• **WHAT TO WORK ON**
Set down the passage from the HtmlCleaner encoding thread that starts with "Here is the" and goes on through "characters on Android.", copying it exactly.

• **PASSAGE FOR REVIEW**
··········

I would expect these Strings to be equal, but notice how the "å" is replaed by the inverted question marks in Android.
I have tried running htmlCleaner.getProperties().setRecognizeUnicodeChars(true) without any luck. Also, I found no way of forcing UTF-8 or ISO-8859-1 encoding in html cleaner, but I' not sure if that would have made a difference.
Here is the code i run:
HtmlCleaner htmlCleaner = new HtmlCleaner();
// connect to url and get root TagNode from HtmlCleaner
InputSteram is = new URL( url ).openConnection().getInputStream();
TagNode rootNode = htmlCleaner.clean( is );
// navigate through some TagNodes, getting the ContentNode
ContentNode cn = rootNode...
// This String contains the incorrectly decoded characters on Android.
// Good in Oracle JVM though..
String value = cn.toString().trim();
Does anyone knows what could cause the decoding behavoir to be different on Android? I guess the main difference between the two environments is that the Android app uses Android's java.io stack while my unit tests use Sun/Oracle's stack.
Thanks,
Geir
HtmlCleaner can't tell what encoding to use; you are passing only the body of the response in the InputStream, but the encoding is in the "content-type" header.

··········

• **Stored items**

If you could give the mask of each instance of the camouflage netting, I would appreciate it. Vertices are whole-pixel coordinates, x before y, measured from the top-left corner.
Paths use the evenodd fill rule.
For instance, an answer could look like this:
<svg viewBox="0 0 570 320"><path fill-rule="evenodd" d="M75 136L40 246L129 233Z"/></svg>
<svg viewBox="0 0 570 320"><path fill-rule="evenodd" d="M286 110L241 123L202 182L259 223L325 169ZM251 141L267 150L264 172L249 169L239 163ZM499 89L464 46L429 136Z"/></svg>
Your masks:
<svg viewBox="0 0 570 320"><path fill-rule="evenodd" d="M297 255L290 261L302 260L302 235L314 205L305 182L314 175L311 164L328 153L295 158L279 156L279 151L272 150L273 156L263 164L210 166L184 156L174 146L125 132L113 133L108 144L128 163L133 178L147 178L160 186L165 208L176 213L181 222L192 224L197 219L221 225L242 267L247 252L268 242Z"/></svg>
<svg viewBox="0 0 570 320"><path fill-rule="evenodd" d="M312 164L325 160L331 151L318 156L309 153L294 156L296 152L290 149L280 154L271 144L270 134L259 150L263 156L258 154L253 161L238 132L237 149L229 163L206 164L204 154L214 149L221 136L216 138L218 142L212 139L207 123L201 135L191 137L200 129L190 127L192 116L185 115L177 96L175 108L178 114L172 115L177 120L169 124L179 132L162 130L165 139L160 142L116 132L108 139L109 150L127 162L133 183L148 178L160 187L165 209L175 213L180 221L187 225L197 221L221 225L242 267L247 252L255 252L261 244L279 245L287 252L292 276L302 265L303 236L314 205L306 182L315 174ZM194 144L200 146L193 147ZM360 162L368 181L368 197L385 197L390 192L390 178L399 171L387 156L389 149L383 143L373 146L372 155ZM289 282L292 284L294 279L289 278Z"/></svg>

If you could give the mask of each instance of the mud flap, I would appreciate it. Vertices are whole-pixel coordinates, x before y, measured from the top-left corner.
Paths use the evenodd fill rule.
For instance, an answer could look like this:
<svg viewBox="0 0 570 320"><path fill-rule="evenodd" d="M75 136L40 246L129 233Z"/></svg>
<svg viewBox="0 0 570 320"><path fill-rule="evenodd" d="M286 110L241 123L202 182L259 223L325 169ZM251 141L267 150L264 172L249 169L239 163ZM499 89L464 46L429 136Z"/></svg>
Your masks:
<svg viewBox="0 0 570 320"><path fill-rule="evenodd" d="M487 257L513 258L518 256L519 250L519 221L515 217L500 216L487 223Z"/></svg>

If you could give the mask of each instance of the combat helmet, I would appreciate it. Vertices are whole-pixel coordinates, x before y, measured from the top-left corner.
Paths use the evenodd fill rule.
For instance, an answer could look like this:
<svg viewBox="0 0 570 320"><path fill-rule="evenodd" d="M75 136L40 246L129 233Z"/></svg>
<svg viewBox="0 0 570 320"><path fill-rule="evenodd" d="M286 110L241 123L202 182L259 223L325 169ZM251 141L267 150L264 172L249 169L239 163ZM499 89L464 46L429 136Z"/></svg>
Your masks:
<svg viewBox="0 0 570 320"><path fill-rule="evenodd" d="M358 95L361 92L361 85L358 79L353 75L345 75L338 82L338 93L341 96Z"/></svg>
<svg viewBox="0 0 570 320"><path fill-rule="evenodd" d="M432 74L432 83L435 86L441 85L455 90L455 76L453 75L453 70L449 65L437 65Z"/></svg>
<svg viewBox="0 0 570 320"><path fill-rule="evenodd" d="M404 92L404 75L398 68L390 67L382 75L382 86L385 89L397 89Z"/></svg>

··········

• **OUTPUT OF THE TASK**
Here is the code i run:
HtmlCleaner htmlCleaner = new HtmlCleaner();
// connect to url and get root TagNode from HtmlCleaner
InputSteram is = new URL( url ).openConnection().getInputStream();
TagNode rootNode = htmlCleaner.clean( is );
// navigate through some TagNodes, getting the ContentNode
ContentNode cn = rootNode...
// This String contains the incorrectly decoded characters on Android.